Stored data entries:
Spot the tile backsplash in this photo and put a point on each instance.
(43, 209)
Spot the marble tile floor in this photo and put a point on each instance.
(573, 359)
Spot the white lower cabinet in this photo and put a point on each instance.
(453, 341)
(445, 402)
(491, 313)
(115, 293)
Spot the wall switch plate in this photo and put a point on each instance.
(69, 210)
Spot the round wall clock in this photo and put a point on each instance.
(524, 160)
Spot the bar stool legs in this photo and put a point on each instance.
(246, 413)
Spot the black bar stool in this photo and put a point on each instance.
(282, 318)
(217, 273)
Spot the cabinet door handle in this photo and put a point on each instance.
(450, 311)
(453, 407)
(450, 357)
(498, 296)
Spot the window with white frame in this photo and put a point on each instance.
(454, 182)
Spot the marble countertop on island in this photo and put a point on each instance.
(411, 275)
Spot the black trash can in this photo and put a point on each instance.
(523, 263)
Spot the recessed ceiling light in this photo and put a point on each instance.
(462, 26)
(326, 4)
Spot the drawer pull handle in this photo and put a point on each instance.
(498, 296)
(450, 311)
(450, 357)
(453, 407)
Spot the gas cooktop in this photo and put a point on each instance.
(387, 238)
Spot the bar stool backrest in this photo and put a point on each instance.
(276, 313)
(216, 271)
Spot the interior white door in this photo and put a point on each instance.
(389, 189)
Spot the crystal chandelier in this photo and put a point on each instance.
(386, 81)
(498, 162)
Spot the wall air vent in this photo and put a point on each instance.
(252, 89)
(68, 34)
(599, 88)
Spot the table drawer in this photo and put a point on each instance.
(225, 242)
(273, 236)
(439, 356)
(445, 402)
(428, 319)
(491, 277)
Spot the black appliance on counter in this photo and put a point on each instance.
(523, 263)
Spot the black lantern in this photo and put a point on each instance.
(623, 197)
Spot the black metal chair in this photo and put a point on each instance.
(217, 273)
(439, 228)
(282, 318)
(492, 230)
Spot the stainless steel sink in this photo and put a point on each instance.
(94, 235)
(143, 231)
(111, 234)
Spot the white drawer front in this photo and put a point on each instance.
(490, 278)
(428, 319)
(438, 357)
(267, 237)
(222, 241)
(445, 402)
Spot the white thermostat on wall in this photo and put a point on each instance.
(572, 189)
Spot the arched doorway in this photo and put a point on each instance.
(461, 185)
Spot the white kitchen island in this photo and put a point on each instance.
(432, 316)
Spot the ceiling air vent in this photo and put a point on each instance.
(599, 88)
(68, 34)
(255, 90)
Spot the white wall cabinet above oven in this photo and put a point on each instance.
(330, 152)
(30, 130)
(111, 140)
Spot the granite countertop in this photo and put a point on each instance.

_Do this_: Each record above should be restated word for word.

_Written answer_:
Spot the tile backsplash in this photo and put a point on each instance.
(43, 209)
Spot the marble tile floor in this photo and put a point on each instance.
(573, 359)
Spot the white lower cabinet in this photo and put a point on each instance.
(453, 341)
(445, 402)
(491, 313)
(115, 293)
Spot the wall switch plate in this photo and put a point on each instance.
(69, 210)
Spot the round wall clock in this photo and put a point on each instance.
(524, 160)
Spot the bar stool legs in this photo and put a point on each instance.
(246, 413)
Spot the black bar stool in this photo and put a point on each instance.
(282, 318)
(217, 273)
Spot the cabinet door handle in this photo and put a point on each instance.
(450, 311)
(453, 407)
(450, 357)
(498, 296)
Spot the window with white frame in this photo and put a point on each instance.
(454, 182)
Spot the marble countertop on island in this photo and put a point on each instance.
(411, 275)
Spot the black trash can in this photo and put a point on each instance.
(523, 263)
Spot the recessed ceiling light in this photo and put a point on each instance.
(462, 26)
(326, 4)
Spot the drawer pull handle in this photo and put a point on each instance.
(498, 296)
(450, 311)
(450, 357)
(453, 407)
Spot the gas cooktop in this photo and put a point on each instance.
(387, 238)
Spot the bar stool backrest in this photo and put a point on each instance.
(276, 313)
(216, 271)
Spot the interior white door in this photo and put a point on each instance.
(389, 189)
Spot the crystal chandelier in this photo and put a point on each instance.
(386, 81)
(498, 162)
Spot the wall air vent in this photo and put a point on each instance.
(252, 89)
(68, 34)
(599, 88)
Spot the table drawer in this photo and put a point on each instance.
(225, 242)
(273, 236)
(439, 356)
(445, 402)
(428, 319)
(491, 277)
Spot the black appliance on counter in this photo and put a point on each instance.
(523, 263)
Spot the black lantern in this photo and put a point on each instance.
(623, 197)
Spot the black metal chair in this photo and put a point on each instance.
(217, 273)
(439, 228)
(282, 318)
(492, 230)
Spot the stainless steel sink in this photo and put a point on each instance.
(94, 235)
(143, 231)
(111, 234)
Spot the white drawer front in this photo and put a point on each instance.
(490, 278)
(428, 319)
(438, 357)
(267, 237)
(222, 241)
(445, 402)
Spot the white thermostat on wall in this photo and put a point on each instance.
(572, 189)
Spot the arched doorway in this photo and put a point on each instance.
(461, 185)
Spot the white kitchen island in this photo and put a point on each instance.
(432, 316)
Spot the ceiling air vent in this photo and put a point on each instance.
(599, 88)
(68, 34)
(255, 90)
Spot the white wall cabinet above oven in this photo and put a point on each instance.
(330, 152)
(30, 130)
(111, 140)
Spot the granite countertop in this photo and put a point on each instance.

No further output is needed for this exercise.